One, an intentional act or omission done with the conscious awareness that such an act or omission was wrongful; two, an awareness of the probable consequences of the act or omission; and three, a causal relationship between the act or omission and the injury sustained.

 See Rashap v. American Airlines, Inc., 1955 U.S. Aviation Rep. 593, 605 (S.D.N.Y. 1955).

 Procedurally, KAL, as the party moving for summary judgment, has both the initial burden of production and the ultimate burden of persuasion. Initially, it must pinpoint for the court those portions of the record it asserts establishes that there is no genuine dispute as to any material fact and that it is entitled to judgment as a matter of law; i.e., it must make a prima facie showing that it is entitled to summary judgment. Celotex Corp. v. Catrett, 477 U.S. 317, 331, 91 L. Ed. 2d 265, 106 S. Ct. 2548 (1986) (Brennan, J., dissenting). *fn4" The nonmoving party, here Plaintiffs, must then designate, by reference to the evidentiary materials listed in Rule 56(c) -- depositions, answers to interrogatories, admissions on file and affidavits *fn5" -- "specific facts showing that there is a genuine issue for trial." Celotex Corp. v. Catrett, 477 U.S. 317, 324, 91 L. Ed. 2d 265, 106 S. Ct. 2548 (quoting F.R.C.P. 56(e)). In the end, the moving party must carry its burden of persuasion, which has been characterized as a "stringent one." Id. at 330 n.2 (Brennan, J., dissenting):

 
Summary judgment should not be granted unless it is clear that a trial is unnecessary, and any doubt as to the existence of a genuine issue for trial should be resolved against the moving party. . . . "If . . . there is any evidence in the record from any source from which a reasonable inference in the [nonmoving party's] favor may be drawn, the moving party simply cannot obtain a summary judgment."

◆ MATERIAL SHOWN:
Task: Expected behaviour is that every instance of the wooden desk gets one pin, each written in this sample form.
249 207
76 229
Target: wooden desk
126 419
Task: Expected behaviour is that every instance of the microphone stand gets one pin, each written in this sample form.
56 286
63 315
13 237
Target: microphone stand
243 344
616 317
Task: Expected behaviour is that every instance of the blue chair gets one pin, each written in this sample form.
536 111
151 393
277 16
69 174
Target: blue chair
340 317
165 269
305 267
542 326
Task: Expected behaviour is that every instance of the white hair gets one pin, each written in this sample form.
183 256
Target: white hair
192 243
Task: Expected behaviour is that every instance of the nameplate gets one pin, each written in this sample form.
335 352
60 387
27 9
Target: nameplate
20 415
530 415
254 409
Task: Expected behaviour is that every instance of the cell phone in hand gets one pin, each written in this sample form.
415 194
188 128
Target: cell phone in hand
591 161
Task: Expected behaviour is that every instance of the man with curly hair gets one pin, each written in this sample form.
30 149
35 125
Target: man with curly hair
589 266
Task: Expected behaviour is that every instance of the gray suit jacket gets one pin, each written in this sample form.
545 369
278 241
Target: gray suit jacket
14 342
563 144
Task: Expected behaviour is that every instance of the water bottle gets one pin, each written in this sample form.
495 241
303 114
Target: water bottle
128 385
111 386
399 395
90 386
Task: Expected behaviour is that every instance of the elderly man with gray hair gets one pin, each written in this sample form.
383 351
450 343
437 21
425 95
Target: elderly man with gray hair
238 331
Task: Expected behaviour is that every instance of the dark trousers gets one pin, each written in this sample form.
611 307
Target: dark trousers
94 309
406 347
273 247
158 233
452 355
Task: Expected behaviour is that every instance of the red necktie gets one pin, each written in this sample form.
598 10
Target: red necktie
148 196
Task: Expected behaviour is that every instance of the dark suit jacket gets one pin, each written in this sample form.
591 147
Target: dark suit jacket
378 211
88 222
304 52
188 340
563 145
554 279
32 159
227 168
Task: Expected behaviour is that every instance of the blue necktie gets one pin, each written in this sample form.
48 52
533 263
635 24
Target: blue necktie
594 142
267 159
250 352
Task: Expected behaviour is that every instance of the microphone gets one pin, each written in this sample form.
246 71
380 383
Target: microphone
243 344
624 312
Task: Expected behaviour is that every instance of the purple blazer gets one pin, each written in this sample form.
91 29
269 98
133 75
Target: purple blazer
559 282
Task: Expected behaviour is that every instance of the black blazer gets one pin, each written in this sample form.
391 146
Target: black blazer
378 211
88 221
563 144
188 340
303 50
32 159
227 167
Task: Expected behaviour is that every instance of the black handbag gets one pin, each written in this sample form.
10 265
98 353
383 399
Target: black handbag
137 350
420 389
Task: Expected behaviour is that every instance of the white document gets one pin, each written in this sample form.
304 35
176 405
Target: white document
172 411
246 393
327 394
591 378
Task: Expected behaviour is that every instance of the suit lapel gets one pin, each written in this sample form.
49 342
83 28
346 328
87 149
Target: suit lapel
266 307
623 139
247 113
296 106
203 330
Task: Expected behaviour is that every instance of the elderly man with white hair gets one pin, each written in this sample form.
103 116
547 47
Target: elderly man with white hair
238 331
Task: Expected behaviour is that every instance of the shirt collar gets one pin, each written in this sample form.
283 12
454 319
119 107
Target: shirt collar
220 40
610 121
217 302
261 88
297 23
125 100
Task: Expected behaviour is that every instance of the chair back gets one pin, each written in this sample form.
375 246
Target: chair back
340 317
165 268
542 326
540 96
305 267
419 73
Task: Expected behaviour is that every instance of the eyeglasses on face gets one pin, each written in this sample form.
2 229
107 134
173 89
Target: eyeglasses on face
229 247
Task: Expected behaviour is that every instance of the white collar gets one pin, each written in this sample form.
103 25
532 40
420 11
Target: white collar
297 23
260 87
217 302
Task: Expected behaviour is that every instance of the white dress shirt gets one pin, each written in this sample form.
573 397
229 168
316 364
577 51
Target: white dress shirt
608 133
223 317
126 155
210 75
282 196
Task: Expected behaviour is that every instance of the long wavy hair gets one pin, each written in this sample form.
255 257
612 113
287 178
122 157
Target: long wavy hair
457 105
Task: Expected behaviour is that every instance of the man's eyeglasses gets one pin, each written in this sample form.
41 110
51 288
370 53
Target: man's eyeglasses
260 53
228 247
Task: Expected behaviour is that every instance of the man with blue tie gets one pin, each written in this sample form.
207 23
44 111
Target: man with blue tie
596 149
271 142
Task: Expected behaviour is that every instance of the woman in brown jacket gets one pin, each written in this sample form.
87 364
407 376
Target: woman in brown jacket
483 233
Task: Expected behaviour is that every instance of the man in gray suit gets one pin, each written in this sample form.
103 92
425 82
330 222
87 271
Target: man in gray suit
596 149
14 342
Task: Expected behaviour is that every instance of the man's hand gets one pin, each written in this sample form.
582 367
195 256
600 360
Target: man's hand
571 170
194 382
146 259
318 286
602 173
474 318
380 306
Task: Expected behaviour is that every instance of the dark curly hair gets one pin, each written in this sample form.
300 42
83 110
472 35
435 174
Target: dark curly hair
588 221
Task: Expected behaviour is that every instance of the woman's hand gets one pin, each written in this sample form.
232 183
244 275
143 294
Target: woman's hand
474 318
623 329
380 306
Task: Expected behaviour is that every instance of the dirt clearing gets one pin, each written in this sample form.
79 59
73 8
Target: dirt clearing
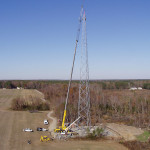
12 124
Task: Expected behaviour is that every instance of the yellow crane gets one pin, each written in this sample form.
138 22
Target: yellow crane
63 127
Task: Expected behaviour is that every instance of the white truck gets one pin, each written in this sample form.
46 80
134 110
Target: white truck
46 122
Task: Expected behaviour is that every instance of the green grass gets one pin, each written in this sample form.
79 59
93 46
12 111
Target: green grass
144 137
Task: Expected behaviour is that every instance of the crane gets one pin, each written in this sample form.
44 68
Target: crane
63 127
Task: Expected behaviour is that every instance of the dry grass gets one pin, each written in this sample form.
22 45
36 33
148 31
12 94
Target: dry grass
13 138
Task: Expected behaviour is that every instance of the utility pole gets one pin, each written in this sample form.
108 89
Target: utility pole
84 90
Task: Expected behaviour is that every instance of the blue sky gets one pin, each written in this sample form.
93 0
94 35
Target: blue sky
37 38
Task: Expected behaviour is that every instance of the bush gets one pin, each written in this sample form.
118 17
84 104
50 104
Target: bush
97 133
35 104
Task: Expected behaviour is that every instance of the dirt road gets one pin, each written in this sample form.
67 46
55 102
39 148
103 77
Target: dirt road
12 124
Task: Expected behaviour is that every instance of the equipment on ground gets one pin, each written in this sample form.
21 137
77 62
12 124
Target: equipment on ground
46 122
27 130
41 129
29 141
45 139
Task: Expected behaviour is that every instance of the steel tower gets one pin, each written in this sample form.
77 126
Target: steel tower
84 91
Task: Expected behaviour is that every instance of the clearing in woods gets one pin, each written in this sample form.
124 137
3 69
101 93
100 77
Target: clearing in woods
12 124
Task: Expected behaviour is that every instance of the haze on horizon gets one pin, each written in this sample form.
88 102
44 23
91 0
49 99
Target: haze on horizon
37 39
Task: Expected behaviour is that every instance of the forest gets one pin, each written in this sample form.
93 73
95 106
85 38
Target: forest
111 100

◆ GOAL:
Quote the entire excerpt on summary judgment, word for word. The listing was taken from a different source.

◆ THE OUTPUT:
One, an intentional act or omission done with the conscious awareness that such an act or omission was wrongful; two, an awareness of the probable consequences of the act or omission; and three, a causal relationship between the act or omission and the injury sustained.

 See Rashap v. American Airlines, Inc., 1955 U.S. Aviation Rep. 593, 605 (S.D.N.Y. 1955).

 Procedurally, KAL, as the party moving for summary judgment, has both the initial burden of production and the ultimate burden of persuasion. Initially, it must pinpoint for the court those portions of the record it asserts establishes that there is no genuine dispute as to any material fact and that it is entitled to judgment as a matter of law; i.e., it must make a prima facie showing that it is entitled to summary judgment. Celotex Corp. v. Catrett, 477 U.S. 317, 331, 91 L. Ed. 2d 265, 106 S. Ct. 2548 (1986) (Brennan, J., dissenting). *fn4" The nonmoving party, here Plaintiffs, must then designate, by reference to the evidentiary materials listed in Rule 56(c) -- depositions, answers to interrogatories, admissions on file and affidavits *fn5" -- "specific facts showing that there is a genuine issue for trial." Celotex Corp. v. Catrett, 477 U.S. 317, 324, 91 L. Ed. 2d 265, 106 S. Ct. 2548 (quoting F.R.C.P. 56(e)). In the end, the moving party must carry its burden of persuasion, which has been characterized as a "stringent one." Id. at 330 n.2 (Brennan, J., dissenting):

 
Summary judgment should not be granted unless it is clear that a trial is unnecessary, and any doubt as to the existence of a genuine issue for trial should be resolved against the moving party. . . . "If . . . there is any evidence in the record from any source from which a reasonable inference in the [nonmoving party's] favor may be drawn, the moving party simply cannot obtain a summary judgment."